## Rows from a box labeling dataset
_ _ _ _ _

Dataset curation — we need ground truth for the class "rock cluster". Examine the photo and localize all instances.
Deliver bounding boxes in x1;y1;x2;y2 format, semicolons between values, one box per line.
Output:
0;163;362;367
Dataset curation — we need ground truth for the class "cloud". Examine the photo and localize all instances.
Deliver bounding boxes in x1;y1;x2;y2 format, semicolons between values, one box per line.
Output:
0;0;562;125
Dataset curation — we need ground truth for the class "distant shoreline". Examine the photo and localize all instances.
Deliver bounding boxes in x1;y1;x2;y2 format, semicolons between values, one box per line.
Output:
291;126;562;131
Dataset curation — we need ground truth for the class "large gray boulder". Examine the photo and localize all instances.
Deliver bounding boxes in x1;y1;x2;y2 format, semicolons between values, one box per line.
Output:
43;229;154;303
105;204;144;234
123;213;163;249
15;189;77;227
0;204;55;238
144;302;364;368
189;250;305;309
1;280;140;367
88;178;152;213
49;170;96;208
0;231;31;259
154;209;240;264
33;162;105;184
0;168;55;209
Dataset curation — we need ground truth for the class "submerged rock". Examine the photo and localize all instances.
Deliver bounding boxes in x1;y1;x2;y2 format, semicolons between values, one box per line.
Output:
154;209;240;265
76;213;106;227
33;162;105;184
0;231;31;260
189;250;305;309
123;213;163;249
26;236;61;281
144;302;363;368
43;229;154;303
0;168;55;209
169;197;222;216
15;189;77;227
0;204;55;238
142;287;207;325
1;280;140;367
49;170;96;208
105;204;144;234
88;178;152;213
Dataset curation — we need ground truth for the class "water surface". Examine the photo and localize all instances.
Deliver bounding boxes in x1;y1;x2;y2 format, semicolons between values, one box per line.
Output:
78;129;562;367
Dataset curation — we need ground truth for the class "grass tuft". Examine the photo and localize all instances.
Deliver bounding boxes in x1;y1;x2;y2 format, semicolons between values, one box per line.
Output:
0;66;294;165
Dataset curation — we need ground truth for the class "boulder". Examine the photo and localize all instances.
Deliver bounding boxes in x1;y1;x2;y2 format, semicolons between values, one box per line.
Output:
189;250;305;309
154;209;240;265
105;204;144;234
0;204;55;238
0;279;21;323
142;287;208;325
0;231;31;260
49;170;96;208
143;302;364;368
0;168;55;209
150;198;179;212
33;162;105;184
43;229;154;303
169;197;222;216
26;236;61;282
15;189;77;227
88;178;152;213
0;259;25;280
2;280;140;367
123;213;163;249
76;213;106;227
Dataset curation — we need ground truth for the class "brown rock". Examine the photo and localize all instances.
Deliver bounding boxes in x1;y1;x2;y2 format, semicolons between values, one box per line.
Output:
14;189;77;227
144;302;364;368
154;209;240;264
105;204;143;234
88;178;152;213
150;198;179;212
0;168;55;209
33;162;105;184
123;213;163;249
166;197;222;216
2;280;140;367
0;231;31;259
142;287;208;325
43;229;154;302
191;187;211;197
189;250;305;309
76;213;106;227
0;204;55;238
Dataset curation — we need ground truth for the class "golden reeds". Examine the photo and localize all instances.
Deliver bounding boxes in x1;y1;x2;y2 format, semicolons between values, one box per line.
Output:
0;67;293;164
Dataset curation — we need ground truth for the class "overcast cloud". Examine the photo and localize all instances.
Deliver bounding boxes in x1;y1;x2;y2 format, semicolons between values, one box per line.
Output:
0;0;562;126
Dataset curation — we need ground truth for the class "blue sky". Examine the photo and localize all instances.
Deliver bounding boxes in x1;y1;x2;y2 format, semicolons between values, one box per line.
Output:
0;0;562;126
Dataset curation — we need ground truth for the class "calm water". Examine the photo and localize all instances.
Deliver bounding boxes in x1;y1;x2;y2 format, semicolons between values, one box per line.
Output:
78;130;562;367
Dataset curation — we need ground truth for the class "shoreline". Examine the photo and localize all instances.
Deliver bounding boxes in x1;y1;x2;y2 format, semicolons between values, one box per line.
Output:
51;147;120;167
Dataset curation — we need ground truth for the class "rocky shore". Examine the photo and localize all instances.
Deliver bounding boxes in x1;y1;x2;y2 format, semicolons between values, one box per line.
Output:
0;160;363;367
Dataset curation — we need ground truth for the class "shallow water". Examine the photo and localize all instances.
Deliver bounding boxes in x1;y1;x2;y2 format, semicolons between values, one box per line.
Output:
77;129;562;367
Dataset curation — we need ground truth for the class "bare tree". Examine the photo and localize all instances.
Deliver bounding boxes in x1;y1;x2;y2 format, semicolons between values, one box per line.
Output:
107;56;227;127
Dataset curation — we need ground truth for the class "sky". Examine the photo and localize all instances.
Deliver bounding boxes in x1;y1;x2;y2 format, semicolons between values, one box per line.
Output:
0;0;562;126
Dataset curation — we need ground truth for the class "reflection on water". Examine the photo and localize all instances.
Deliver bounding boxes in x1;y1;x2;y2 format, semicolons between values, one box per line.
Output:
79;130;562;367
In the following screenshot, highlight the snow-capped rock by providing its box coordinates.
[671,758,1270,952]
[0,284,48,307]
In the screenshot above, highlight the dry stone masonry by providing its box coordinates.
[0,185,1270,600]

_ _ _ _ _

## Direction
Reproduce every line of the material above without any changes.

## Response
Dataset curation — we need ground truth for the class "rock cluster". Examine the photo and localize all instances.
Deliver bounding boxes in x1;y1;x2;y2 format, semicolons between values, one box per line.
Output:
0;163;362;367
Dataset curation — we need ground truth for the class "cloud". Examine the photo and localize all instances.
Deliver bounding boxes in x1;y1;x2;y2 format, semicolons between values, one box per line.
Output:
0;0;562;125
Dataset curation — we need ground truth for the class "distant shoreline". Examine the photo and localize all instances.
Deliver bounding boxes in x1;y1;x2;y2 format, semicolons between values, one box per line.
Output:
291;126;562;131
Dataset curation — we need ground truth for the class "large gray boulder". Examine the photo and localize all instances.
Deliver bounding boxes in x1;y1;x2;y2 format, semicolons between values, one box per line.
Output:
43;229;154;303
105;204;144;234
123;213;163;249
15;189;77;227
0;204;55;238
144;302;364;368
189;250;305;309
1;280;140;367
88;178;152;213
49;170;96;208
0;231;31;259
154;209;240;264
33;162;105;184
0;168;55;209
Dataset curation — we need ground truth for the class "submerged rock". Examine the photo and localize all instances.
Deliver bounding boxes in x1;y1;x2;y2 format, semicolons between values, one box per line.
Output:
154;209;240;265
76;213;106;227
33;162;105;184
0;231;31;260
189;250;305;309
123;213;163;249
26;236;61;281
144;302;363;368
43;229;154;303
0;168;55;209
169;197;222;216
15;189;77;227
0;204;55;238
142;287;207;325
1;280;140;367
49;170;96;208
105;204;144;234
88;178;152;213
Dataset curation — we need ground truth for the class "water surface". Examine the photo and localize all instances.
Deliver bounding boxes in x1;y1;x2;y2 format, semicolons between values, one box per line.
Output:
78;129;562;367
Dataset curation — we need ground truth for the class "grass tuft". Examine the photo and localize all instances.
Deliver bounding boxes in x1;y1;x2;y2 format, semicolons between values, one box per line.
Output:
0;66;294;165
Dataset curation — we need ground truth for the class "boulder". Examine the photo and localize all instances.
Deliver bounding boxes in x1;y1;x2;y2 format, semicolons between values, one box per line.
Output:
189;250;305;309
154;209;240;265
105;204;144;234
0;204;55;238
0;279;21;323
142;287;208;325
0;231;31;260
49;170;96;208
143;302;364;368
0;168;55;209
150;198;179;212
33;162;105;184
43;229;154;303
169;197;222;216
26;236;61;282
15;189;77;227
88;178;152;213
0;259;25;280
2;280;140;367
123;213;163;249
76;213;106;227
Dataset curation — we need ground truth for the class "brown rock". Examine the photo and localize all instances.
Deliver bounding boxes in x1;y1;x2;y2 format, semicolons between values, one box per line.
Output:
14;189;77;227
144;302;364;368
154;209;240;264
105;204;143;234
88;178;152;213
150;198;179;212
0;168;55;209
33;162;105;184
123;213;163;249
166;197;222;216
2;280;140;367
0;231;31;259
142;287;208;325
43;229;154;302
191;187;211;197
189;250;305;309
76;213;106;227
0;204;55;238
Dataset curation — we need ground truth for the class "golden reeds". Examine the photo and localize all instances.
Deliver bounding boxes in x1;y1;x2;y2 format, semicolons between values, one box per line.
Output:
0;67;293;164
Dataset curation — we need ground truth for the class "overcast cloud". Examine the photo and localize all instances.
Deliver bounding boxes in x1;y1;x2;y2 format, semicolons between values, one box per line.
Output:
0;0;562;126
Dataset curation — we need ground truth for the class "blue sky". Examine the photo and localize all instances.
Deliver bounding boxes in x1;y1;x2;y2 format, semicolons between values, one box per line.
Output:
0;0;562;126
Dataset curation — we need ground truth for the class "calm water". Examine the photo and localize all instances.
Deliver bounding boxes in x1;y1;x2;y2 format, semicolons between values, one box per line.
Output:
78;130;562;367
Dataset curation — we need ground truth for the class "shoreline". Examine the photo and localize all instances.
Deliver bounding boxes in x1;y1;x2;y2 format, semicolons between values, one box per line.
Output:
51;147;120;167
Dataset curation — we need ground truth for the class "rocky shore". Examine the photo and localize all instances.
Deliver bounding boxes in x1;y1;x2;y2 format, semicolons between values, one box per line.
Output:
0;160;363;367
Dataset curation — we need ground truth for the class "shallow water". Examine the photo and localize all instances.
Deliver bounding boxes in x1;y1;x2;y2 format, semicolons between values, one box per line.
Output:
77;129;562;367
Dataset curation — we need ground truth for the class "bare tree". Examine the photo and localize all instances.
Deliver bounding boxes in x1;y1;x2;y2 format, semicolons between values, one box per line.
Output:
107;56;227;127
Dataset curation — we need ground truth for the class "sky". Examine the photo and localize all instances.
Deliver bounding boxes in x1;y1;x2;y2 format, semicolons between values, one box per line.
Output:
0;0;562;126
Dataset curation — we need ground truth for the class "reflection on water". Examine the photo and localize all instances.
Deliver bounding boxes in x1;y1;x2;y2 format, semicolons between values, one box per line.
Output:
79;130;562;367
In the following screenshot, highlight the snow-capped rock by providing its box coordinates.
[671,758,1270,952]
[0,284,48,307]
In the screenshot above, highlight the dry stone masonry by providing its box coordinates.
[0,185,1270,600]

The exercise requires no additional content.